- DESCRIPTION OF THE TASK:
Write every line of the material out exactly as shown.
************
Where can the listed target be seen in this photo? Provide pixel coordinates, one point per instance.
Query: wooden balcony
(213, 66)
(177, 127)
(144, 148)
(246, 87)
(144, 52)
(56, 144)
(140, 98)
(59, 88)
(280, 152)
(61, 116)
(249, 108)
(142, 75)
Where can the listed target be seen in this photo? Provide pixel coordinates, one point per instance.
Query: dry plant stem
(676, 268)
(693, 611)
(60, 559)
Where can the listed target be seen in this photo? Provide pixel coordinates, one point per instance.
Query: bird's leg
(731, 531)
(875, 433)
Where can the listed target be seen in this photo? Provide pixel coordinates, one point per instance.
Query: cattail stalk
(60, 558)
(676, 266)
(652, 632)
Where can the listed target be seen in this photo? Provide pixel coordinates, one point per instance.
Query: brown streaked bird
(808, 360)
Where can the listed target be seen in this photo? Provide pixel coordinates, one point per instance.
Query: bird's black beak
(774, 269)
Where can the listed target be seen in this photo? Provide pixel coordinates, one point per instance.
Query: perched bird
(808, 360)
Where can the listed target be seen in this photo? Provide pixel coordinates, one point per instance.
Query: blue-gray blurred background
************
- THE RESULT:
Where can the listed target be seen in this photo? Provide pixel coordinates, one point per instance.
Query: wooden balcony
(213, 66)
(177, 127)
(144, 148)
(246, 87)
(144, 52)
(56, 144)
(140, 98)
(59, 88)
(280, 152)
(61, 116)
(249, 108)
(142, 75)
Where can the listed target be seen in this photo? Provide pixel coordinates, one point per instance.
Query: dry plant stem
(676, 268)
(693, 611)
(60, 559)
Where can the listed target be seen in this photo? Provide pixel coordinates, one point per instance.
Query: bird's leg
(731, 531)
(875, 433)
Where can the listed target be seen in this photo? Provide pixel coordinates, one point per instance.
Query: cattail stalk
(60, 558)
(676, 266)
(652, 632)
Where can the listed target be seen in this photo? Provide pixel coordinates, one point per instance.
Query: brown streaked bird
(808, 360)
Where can the listed target be seen in this photo? Provide pixel coordinates, one point per instance.
Query: bird's black beak
(774, 269)
Where can the listed target be seen in this photo? Provide pixel coordinates, one point per instance.
Query: perched bird
(808, 360)
Where can the listed target be seen in this photo? Provide pixel coordinates, one point per instance.
Query: blue-gray blurred background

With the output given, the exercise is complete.